§ **Work to be completed**
Locate and copy each line in the data that contains the word "jacket".

[[ Records provided open ]]

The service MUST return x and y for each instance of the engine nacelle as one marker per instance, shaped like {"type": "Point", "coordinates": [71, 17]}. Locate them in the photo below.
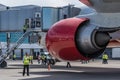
{"type": "Point", "coordinates": [75, 39]}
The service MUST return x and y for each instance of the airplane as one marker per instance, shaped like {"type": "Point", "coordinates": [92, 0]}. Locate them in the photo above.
{"type": "Point", "coordinates": [85, 36]}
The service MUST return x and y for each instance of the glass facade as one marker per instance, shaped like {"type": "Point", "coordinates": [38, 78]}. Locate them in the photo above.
{"type": "Point", "coordinates": [14, 37]}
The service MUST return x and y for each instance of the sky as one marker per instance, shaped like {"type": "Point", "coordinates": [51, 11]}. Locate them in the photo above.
{"type": "Point", "coordinates": [53, 3]}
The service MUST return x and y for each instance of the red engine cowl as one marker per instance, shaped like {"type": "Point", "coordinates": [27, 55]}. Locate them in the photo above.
{"type": "Point", "coordinates": [60, 39]}
{"type": "Point", "coordinates": [75, 39]}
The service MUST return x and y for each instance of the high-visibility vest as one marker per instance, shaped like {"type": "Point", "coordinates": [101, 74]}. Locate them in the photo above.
{"type": "Point", "coordinates": [24, 27]}
{"type": "Point", "coordinates": [26, 60]}
{"type": "Point", "coordinates": [105, 56]}
{"type": "Point", "coordinates": [14, 56]}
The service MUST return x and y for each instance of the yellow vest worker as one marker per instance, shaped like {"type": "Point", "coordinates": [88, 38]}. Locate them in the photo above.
{"type": "Point", "coordinates": [26, 61]}
{"type": "Point", "coordinates": [31, 59]}
{"type": "Point", "coordinates": [105, 58]}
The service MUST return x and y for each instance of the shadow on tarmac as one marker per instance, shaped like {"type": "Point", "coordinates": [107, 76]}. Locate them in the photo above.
{"type": "Point", "coordinates": [74, 73]}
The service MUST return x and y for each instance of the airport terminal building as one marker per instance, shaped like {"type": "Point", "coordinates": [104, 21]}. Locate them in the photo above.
{"type": "Point", "coordinates": [12, 20]}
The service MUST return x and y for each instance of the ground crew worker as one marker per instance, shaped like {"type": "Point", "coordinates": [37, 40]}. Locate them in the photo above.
{"type": "Point", "coordinates": [26, 62]}
{"type": "Point", "coordinates": [31, 59]}
{"type": "Point", "coordinates": [25, 28]}
{"type": "Point", "coordinates": [68, 65]}
{"type": "Point", "coordinates": [105, 58]}
{"type": "Point", "coordinates": [14, 57]}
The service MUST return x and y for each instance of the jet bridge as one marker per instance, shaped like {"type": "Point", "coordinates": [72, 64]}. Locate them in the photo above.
{"type": "Point", "coordinates": [15, 46]}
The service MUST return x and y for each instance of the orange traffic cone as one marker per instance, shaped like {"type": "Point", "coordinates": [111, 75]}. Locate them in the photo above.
{"type": "Point", "coordinates": [49, 67]}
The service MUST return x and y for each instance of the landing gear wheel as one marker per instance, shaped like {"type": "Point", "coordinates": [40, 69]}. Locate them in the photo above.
{"type": "Point", "coordinates": [3, 64]}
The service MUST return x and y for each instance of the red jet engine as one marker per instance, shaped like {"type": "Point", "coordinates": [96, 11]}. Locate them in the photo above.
{"type": "Point", "coordinates": [76, 39]}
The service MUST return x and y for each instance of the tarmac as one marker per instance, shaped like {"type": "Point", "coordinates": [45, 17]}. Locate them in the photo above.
{"type": "Point", "coordinates": [94, 70]}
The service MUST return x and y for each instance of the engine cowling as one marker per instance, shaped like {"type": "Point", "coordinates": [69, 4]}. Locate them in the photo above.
{"type": "Point", "coordinates": [75, 39]}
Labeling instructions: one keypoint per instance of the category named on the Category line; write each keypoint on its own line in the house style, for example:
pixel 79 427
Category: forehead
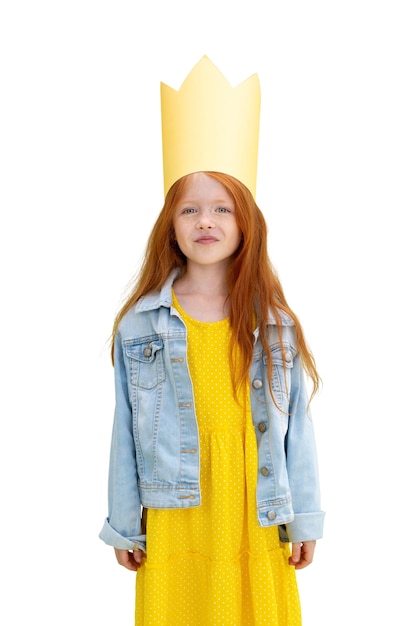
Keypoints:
pixel 201 186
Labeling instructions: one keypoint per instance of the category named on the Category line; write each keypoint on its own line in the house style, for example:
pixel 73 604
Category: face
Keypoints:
pixel 205 222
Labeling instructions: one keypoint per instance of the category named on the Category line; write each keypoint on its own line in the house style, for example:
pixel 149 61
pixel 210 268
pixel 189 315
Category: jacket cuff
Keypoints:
pixel 112 538
pixel 304 527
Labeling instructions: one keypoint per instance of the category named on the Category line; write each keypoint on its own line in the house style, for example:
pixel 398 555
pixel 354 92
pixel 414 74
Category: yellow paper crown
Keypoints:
pixel 208 125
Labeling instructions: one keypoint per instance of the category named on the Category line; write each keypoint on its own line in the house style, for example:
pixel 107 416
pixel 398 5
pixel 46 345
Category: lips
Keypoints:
pixel 205 239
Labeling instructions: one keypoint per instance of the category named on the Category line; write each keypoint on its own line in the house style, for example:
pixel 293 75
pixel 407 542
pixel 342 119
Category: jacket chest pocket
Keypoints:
pixel 146 365
pixel 282 364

[[ Records provided closed ]]

§ **Answer for this exercise**
Category: jacket cuff
Category: jacket chest pocket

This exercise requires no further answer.